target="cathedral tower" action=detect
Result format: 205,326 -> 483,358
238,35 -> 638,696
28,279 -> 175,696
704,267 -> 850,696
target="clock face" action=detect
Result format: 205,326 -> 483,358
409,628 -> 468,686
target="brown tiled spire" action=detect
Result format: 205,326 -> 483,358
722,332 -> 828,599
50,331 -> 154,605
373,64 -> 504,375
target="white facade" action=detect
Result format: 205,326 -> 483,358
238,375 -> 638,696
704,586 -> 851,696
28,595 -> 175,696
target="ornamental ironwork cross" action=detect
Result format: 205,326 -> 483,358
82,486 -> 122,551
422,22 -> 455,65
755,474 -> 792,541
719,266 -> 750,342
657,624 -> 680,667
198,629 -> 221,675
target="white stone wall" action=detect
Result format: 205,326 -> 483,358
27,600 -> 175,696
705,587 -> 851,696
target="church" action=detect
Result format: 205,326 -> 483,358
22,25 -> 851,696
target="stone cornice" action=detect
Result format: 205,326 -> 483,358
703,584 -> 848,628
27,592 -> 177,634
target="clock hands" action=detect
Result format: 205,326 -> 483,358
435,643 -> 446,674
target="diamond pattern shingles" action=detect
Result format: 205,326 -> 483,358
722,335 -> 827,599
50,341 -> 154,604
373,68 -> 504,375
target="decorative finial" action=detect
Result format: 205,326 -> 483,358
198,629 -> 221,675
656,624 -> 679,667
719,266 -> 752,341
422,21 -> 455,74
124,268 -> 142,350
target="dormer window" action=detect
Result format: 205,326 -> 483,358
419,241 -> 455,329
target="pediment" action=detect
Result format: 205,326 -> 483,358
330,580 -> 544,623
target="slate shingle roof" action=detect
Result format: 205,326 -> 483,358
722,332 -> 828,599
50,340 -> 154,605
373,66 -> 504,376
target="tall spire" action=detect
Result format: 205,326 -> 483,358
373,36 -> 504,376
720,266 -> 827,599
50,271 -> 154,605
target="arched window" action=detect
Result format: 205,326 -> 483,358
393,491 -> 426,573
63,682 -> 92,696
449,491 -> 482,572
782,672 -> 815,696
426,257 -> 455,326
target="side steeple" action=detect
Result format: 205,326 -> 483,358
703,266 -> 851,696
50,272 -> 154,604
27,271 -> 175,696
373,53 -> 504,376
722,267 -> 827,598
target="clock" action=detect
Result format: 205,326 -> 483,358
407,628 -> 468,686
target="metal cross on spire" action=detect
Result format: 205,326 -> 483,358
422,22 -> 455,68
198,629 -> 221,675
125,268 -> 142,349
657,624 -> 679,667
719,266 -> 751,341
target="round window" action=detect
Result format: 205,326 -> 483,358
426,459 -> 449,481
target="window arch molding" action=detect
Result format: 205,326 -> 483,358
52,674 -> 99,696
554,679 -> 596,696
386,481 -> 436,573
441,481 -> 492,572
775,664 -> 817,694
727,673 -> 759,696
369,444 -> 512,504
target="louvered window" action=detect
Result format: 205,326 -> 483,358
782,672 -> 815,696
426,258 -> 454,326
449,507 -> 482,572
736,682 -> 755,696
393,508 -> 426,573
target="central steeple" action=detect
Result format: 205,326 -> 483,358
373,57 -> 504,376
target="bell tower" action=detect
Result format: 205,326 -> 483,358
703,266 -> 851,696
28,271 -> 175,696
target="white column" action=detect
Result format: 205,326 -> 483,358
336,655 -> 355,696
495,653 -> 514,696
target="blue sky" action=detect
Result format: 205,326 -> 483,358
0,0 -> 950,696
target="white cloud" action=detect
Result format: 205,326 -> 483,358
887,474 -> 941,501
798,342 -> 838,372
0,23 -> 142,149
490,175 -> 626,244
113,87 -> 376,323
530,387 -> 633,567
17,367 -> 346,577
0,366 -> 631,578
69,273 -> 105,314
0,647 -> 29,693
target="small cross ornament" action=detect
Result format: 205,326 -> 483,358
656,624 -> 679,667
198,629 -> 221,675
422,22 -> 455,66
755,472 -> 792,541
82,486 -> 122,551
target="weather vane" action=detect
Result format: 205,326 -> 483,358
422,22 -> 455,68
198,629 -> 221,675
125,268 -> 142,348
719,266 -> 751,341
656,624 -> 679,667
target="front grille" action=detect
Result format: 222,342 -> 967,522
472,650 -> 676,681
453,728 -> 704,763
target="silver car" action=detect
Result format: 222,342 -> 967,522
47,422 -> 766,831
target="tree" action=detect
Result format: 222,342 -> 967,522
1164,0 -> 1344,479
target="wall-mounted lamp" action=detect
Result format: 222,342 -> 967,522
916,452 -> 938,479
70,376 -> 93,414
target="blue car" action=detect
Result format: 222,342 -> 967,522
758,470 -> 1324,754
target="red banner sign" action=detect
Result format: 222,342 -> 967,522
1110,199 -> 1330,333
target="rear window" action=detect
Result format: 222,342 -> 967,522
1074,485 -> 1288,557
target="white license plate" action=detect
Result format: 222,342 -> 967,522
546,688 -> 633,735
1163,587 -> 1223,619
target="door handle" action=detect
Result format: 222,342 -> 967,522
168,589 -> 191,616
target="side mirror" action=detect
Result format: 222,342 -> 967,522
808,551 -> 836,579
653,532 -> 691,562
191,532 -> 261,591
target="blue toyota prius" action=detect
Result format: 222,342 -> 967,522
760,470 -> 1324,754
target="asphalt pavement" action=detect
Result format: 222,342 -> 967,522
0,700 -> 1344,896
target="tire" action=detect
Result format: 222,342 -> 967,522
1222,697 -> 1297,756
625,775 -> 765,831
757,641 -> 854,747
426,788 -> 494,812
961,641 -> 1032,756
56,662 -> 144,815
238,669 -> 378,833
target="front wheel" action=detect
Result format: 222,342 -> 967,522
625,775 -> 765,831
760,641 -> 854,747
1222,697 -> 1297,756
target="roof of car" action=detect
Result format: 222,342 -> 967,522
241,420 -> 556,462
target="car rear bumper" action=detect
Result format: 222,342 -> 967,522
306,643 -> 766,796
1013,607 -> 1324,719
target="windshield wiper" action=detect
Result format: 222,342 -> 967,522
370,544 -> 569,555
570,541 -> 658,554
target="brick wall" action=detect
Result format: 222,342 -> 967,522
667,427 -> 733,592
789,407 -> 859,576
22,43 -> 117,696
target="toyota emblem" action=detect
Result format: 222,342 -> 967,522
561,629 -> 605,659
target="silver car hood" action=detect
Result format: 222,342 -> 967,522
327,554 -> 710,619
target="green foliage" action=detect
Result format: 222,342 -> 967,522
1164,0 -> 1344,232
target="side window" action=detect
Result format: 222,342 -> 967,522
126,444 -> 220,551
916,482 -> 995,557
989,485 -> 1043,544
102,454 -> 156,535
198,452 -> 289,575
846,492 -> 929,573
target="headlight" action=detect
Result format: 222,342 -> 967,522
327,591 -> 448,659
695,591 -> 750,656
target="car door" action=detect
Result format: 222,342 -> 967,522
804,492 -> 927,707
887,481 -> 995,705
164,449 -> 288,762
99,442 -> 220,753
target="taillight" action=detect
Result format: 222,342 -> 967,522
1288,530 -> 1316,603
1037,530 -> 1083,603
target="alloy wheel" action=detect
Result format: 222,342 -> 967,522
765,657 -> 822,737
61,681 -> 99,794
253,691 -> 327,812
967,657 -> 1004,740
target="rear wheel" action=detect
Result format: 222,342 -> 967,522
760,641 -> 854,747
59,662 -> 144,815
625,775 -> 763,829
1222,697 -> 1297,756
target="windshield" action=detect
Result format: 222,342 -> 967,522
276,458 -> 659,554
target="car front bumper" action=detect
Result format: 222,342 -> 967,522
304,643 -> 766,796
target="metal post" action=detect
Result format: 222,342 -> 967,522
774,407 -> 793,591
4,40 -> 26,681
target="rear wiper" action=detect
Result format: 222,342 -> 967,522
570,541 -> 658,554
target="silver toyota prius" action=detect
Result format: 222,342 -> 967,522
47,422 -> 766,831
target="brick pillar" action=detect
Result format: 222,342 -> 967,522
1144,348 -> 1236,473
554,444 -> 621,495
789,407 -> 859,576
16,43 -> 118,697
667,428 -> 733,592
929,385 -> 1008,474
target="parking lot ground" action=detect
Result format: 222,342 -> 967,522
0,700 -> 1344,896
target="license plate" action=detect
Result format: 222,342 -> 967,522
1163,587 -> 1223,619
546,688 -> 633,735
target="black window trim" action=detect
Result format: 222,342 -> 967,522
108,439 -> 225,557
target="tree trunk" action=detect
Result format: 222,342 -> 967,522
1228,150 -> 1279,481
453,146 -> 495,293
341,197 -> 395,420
_ _ _ _
▶ **What you should do**
Rewrite the records from their start up to and including the line with "435,643 -> 446,674", requests included, multiplying each bounding-box coordinate in the answers by 2.25 and rounding to whole numbers with halves going up. Leave the requests and their format samples unchanged.

▶ **Solution for this task**
target="cathedral tower" action=detect
Result format: 205,326 -> 483,358
536,79 -> 1436,1566
63,628 -> 394,1566
1584,601 -> 1913,1566
target="clock face" action=detect
Result format: 205,326 -> 483,358
920,1413 -> 1053,1544
target="brown tiled spire" action=detect
Result format: 205,326 -> 483,358
1625,747 -> 1863,1348
113,745 -> 347,1361
839,144 -> 1134,844
target="white facade" action=detect
Result format: 205,326 -> 483,358
536,844 -> 1436,1566
1584,1319 -> 1915,1566
63,1339 -> 394,1566
target="ornamental ironwork cross" action=detect
Result format: 205,326 -> 483,358
185,1094 -> 275,1240
950,50 -> 1024,146
1699,1067 -> 1782,1217
1618,599 -> 1688,770
1478,1404 -> 1530,1501
446,1415 -> 497,1519
target="white stone wall" action=detect
Result format: 205,326 -> 483,358
61,1350 -> 394,1566
1586,1321 -> 1915,1566
target="church" action=detect
Result format: 205,326 -> 483,358
50,56 -> 1915,1566
target="stone cornice" action=detect
Result format: 205,326 -> 483,358
1582,1314 -> 1908,1413
61,1332 -> 398,1427
target="clock hands" action=detect
Result format: 205,326 -> 483,358
979,1447 -> 1004,1517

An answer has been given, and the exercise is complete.